AIM OF THE EXERCISE: Entries follow. Return each line that contains the word "leaf".

THE DATA:
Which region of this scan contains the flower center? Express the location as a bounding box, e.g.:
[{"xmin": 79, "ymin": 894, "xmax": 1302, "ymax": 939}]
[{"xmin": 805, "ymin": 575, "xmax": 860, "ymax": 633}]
* * *
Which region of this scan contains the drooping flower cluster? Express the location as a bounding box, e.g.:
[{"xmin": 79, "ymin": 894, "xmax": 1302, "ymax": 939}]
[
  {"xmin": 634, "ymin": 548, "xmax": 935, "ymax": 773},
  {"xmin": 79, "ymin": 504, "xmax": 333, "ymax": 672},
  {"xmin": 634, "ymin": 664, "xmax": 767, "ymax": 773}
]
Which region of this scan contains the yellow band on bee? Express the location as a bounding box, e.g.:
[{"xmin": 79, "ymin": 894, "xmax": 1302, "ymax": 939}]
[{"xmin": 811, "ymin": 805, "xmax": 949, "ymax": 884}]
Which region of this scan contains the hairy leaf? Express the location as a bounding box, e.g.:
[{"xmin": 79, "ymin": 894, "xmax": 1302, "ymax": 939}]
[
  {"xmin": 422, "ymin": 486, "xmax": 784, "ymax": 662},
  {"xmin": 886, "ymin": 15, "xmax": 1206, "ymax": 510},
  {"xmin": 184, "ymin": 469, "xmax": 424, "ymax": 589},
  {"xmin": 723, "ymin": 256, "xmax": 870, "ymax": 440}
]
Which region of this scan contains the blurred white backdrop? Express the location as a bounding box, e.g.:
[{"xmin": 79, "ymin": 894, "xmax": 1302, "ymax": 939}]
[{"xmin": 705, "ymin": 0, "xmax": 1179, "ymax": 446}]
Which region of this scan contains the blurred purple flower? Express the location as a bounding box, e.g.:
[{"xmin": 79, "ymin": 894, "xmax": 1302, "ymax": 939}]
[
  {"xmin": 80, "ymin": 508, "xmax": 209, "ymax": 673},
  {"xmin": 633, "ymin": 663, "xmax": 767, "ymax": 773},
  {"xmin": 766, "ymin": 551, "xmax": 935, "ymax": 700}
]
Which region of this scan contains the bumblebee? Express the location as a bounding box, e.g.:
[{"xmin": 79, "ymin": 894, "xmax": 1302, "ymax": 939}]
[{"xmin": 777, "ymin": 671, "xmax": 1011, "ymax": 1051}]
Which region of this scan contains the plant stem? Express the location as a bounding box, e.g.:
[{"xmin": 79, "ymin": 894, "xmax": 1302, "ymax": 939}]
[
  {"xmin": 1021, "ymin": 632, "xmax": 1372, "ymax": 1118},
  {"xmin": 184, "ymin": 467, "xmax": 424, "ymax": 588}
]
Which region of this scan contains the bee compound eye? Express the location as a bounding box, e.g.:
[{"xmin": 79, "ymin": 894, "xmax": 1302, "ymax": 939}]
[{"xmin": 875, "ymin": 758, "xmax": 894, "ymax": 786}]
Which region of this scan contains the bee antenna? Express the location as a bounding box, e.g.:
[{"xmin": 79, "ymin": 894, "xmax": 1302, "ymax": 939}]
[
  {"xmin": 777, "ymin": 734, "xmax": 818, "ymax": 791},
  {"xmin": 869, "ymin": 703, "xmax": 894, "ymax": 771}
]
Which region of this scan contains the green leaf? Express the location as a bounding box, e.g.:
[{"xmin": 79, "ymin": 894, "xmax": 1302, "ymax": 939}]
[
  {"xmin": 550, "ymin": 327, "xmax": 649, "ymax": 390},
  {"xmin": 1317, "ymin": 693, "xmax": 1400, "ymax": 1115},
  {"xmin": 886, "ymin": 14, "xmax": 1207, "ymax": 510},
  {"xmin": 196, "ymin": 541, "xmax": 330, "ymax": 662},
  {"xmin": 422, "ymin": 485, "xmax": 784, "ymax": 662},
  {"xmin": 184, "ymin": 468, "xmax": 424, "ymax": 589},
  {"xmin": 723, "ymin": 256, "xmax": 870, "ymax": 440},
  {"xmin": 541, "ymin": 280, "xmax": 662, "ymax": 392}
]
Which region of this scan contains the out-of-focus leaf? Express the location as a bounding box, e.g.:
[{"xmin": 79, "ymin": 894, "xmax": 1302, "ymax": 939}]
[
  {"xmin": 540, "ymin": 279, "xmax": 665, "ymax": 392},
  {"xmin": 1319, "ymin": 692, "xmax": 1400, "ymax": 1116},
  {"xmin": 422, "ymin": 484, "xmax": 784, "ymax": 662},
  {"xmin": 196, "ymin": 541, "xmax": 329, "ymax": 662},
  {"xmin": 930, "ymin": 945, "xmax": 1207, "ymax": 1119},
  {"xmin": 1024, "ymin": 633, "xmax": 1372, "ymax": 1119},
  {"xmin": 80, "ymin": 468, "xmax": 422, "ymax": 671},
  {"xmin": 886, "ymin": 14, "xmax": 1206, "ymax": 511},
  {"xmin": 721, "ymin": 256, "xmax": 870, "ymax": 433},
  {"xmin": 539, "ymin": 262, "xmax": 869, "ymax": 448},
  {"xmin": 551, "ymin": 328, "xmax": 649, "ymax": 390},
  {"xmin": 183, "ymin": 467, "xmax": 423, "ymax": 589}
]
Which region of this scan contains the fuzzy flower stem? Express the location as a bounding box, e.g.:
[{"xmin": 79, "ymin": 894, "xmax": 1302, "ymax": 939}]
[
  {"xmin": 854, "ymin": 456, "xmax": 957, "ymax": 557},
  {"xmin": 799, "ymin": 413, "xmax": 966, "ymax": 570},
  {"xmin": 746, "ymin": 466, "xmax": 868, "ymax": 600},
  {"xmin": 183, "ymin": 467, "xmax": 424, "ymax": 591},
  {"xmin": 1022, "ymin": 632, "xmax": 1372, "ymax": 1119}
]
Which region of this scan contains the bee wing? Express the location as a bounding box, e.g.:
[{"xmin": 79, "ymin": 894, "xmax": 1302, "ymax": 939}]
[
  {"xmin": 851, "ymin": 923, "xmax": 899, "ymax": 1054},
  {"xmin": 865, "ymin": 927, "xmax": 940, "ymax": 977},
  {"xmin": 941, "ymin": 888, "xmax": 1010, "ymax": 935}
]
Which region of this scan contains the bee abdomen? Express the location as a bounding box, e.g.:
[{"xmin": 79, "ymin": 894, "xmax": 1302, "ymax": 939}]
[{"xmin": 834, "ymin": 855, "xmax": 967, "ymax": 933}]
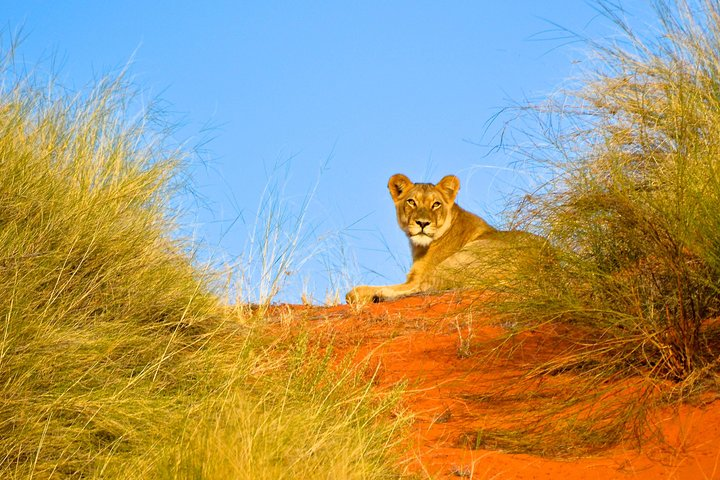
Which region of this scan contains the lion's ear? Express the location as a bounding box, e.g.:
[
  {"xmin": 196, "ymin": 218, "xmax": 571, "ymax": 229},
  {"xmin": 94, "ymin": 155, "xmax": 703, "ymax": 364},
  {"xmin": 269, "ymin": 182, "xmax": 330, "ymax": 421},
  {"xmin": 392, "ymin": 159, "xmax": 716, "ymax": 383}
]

REPLY:
Which region of this scan contains the hairy leaf? Express the location as a bounding box, e.g.:
Which region of this scan contains the green leaf? Express the location as a bounding box, e.g.:
Which region of this scan contains the out-of-focus leaf? Express the location as a bounding box, e.g.:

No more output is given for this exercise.